_Extracted material_:
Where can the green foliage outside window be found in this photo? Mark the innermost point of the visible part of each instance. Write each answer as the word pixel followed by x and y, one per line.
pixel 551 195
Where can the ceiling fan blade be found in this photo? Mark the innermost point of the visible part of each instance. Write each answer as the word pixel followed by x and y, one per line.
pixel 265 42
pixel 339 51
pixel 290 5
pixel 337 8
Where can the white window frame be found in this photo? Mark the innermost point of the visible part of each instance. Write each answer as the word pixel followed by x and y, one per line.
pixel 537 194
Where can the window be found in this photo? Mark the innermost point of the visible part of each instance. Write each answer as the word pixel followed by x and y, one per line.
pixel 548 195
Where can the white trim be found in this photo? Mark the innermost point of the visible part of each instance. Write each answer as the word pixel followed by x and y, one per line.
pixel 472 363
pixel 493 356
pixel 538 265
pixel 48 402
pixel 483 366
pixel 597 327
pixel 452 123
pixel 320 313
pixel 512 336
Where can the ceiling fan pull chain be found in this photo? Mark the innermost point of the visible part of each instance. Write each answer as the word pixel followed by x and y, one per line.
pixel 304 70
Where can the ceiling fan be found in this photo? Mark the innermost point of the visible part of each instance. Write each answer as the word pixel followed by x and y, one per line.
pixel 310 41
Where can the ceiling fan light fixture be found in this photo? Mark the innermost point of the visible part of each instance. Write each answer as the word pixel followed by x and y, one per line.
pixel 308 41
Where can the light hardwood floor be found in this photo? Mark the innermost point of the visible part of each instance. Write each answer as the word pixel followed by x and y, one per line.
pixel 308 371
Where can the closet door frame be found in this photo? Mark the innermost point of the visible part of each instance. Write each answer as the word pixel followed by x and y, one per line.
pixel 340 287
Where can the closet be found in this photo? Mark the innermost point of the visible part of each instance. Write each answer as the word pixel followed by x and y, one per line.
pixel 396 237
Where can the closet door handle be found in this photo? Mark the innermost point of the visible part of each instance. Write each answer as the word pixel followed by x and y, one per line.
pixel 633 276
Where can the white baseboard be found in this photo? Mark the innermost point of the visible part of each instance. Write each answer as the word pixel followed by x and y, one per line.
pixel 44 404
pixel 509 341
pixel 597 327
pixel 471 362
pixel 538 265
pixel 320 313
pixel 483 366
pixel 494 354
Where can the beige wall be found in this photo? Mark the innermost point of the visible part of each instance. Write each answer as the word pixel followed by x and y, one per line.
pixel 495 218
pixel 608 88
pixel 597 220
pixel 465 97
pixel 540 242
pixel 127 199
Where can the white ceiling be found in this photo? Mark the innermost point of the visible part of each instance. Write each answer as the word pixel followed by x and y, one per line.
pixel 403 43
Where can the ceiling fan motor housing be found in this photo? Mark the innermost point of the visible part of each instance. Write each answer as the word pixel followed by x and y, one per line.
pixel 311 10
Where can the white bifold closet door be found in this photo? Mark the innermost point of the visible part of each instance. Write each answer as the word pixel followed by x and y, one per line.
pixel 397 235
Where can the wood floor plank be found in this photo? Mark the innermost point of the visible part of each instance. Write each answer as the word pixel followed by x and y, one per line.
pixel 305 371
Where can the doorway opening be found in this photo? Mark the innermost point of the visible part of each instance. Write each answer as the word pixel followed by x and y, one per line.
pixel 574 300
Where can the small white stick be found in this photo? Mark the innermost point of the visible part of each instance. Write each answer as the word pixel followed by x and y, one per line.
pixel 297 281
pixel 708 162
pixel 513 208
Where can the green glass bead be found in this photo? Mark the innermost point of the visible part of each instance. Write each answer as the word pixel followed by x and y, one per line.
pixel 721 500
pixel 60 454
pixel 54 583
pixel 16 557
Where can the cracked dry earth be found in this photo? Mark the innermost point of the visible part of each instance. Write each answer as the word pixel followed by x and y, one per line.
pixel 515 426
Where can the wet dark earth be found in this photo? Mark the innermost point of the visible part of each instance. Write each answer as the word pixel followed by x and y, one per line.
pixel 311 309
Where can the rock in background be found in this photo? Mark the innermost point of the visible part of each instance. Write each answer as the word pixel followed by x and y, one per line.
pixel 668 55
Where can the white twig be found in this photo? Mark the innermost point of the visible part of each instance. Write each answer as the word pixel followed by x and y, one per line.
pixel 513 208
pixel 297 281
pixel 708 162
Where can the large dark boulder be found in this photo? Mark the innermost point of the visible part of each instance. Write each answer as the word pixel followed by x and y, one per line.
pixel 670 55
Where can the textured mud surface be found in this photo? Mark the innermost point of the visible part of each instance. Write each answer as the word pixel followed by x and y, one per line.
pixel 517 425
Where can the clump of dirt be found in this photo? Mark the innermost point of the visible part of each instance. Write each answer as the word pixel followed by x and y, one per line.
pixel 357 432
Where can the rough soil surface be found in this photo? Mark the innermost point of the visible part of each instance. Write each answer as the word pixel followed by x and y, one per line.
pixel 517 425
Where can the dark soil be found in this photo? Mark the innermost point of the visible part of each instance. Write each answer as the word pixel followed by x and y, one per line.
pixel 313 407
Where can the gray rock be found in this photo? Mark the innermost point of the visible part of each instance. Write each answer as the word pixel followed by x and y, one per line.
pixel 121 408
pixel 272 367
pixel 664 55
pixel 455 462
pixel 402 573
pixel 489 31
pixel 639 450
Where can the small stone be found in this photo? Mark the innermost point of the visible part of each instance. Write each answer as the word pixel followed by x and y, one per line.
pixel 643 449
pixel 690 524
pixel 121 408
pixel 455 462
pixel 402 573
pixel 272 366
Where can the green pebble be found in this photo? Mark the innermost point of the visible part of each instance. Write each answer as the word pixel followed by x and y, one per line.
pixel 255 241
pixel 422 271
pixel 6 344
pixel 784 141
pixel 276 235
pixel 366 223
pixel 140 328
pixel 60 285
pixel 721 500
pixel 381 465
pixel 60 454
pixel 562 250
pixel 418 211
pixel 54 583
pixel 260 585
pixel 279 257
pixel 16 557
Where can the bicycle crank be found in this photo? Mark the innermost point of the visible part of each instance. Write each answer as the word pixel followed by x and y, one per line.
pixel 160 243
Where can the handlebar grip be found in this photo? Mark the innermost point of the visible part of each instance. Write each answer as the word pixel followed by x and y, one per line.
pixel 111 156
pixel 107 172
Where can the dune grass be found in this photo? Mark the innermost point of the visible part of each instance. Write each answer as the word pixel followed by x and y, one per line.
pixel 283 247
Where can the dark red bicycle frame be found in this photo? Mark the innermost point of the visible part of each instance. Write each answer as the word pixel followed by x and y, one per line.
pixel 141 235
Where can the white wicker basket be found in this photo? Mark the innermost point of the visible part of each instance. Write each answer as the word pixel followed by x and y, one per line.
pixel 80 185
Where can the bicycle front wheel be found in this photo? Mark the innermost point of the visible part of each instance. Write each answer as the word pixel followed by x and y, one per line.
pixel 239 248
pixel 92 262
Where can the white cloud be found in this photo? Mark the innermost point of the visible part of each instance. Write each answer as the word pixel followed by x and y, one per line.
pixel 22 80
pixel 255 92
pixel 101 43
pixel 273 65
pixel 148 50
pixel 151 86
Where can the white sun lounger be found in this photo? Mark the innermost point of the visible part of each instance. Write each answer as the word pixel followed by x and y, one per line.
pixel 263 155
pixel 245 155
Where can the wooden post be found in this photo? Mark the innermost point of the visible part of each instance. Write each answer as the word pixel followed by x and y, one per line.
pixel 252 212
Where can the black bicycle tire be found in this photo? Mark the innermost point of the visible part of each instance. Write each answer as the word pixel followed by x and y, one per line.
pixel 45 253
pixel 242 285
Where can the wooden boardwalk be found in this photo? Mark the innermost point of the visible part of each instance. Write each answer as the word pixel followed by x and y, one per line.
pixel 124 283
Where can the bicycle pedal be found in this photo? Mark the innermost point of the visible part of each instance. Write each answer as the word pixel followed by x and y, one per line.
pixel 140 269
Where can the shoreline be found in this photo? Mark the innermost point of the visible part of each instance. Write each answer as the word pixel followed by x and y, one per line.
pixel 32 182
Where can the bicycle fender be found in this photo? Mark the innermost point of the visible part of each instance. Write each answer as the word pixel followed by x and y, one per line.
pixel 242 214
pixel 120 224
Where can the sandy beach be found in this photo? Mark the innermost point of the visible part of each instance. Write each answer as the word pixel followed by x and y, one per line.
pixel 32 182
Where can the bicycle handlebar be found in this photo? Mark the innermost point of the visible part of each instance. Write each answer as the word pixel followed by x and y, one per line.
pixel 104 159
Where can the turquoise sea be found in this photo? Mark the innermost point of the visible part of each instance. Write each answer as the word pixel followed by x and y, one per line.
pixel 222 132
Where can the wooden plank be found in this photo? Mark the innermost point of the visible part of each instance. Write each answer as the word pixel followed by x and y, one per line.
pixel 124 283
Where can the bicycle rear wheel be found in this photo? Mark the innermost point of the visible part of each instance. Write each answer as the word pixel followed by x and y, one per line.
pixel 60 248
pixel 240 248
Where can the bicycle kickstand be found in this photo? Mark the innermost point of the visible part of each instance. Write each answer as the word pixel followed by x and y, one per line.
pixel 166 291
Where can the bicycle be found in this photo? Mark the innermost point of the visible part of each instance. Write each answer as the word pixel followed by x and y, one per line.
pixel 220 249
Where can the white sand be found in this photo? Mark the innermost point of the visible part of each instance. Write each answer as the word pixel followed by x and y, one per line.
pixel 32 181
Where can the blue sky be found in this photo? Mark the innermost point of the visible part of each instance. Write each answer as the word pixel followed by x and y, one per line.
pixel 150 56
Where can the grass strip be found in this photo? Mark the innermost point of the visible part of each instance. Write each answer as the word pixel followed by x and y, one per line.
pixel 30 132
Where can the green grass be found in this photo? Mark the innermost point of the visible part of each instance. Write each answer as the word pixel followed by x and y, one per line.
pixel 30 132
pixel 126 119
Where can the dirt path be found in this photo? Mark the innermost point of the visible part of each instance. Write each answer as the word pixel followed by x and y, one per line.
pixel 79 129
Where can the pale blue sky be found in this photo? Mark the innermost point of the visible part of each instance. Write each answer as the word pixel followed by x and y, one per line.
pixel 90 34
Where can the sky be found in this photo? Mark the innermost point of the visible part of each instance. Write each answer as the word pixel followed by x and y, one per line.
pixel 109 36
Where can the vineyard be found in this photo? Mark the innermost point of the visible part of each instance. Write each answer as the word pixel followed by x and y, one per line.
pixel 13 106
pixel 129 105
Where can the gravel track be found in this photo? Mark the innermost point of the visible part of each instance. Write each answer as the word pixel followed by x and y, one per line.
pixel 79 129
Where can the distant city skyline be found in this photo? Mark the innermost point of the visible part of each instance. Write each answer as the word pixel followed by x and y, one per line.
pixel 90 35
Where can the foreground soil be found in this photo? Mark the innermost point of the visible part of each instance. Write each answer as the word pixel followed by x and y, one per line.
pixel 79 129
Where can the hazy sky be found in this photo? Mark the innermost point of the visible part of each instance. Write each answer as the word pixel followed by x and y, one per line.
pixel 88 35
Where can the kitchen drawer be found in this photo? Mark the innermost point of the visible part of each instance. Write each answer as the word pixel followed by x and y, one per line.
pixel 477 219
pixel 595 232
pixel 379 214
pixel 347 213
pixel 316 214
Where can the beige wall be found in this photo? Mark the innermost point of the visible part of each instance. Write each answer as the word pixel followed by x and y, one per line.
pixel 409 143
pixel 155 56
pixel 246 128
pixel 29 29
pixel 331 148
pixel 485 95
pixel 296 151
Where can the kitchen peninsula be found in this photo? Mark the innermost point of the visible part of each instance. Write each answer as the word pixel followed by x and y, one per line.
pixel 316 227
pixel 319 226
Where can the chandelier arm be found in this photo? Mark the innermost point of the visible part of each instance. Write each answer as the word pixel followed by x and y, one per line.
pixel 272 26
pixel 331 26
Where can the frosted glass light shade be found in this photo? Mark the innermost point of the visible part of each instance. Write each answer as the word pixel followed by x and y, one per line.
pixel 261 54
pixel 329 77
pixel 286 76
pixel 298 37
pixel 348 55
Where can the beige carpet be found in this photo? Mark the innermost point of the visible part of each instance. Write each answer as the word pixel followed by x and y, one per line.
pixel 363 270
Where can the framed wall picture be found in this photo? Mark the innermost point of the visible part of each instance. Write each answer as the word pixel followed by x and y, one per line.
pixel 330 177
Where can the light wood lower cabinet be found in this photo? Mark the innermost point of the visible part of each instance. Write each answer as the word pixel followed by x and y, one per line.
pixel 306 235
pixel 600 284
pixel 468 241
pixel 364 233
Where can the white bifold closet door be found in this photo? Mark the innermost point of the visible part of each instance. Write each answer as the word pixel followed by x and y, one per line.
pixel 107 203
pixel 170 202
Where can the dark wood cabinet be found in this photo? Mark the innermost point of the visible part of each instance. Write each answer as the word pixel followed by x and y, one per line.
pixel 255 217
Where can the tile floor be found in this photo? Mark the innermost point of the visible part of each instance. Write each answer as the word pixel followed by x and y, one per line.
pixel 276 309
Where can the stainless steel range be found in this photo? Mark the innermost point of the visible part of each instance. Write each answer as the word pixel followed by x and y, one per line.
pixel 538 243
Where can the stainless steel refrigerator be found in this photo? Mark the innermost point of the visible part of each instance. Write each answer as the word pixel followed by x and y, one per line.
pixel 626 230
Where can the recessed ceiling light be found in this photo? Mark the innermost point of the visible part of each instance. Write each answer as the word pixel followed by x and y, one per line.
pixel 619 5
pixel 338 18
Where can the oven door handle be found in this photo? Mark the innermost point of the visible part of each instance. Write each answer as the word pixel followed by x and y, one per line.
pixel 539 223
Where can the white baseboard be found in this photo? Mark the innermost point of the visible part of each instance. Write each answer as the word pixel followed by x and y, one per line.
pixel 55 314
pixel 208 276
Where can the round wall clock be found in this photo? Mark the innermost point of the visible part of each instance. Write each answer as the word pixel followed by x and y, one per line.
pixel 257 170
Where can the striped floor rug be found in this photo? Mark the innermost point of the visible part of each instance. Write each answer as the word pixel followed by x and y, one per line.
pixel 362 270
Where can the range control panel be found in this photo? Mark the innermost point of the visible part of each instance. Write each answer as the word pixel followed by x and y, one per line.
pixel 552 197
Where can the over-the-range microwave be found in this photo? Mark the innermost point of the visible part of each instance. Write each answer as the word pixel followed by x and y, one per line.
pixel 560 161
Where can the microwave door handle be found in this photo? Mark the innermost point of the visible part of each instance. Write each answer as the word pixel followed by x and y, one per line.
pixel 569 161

_Exercise_: Put the lines of the listing above between the one holding "Where can the white trim" and the one holding "pixel 512 336", inclusive, into a numbered list with blank lines left out.

_Output for this exercise_:
1. Where can the white trim be found in this photo? Mark the innermost point of the visible part of each instance. Write each answer as the word pixel followed by x and y, one per line.
2. pixel 472 363
3. pixel 493 356
4. pixel 538 265
5. pixel 48 402
6. pixel 483 366
7. pixel 597 327
8. pixel 452 123
9. pixel 320 313
10. pixel 512 336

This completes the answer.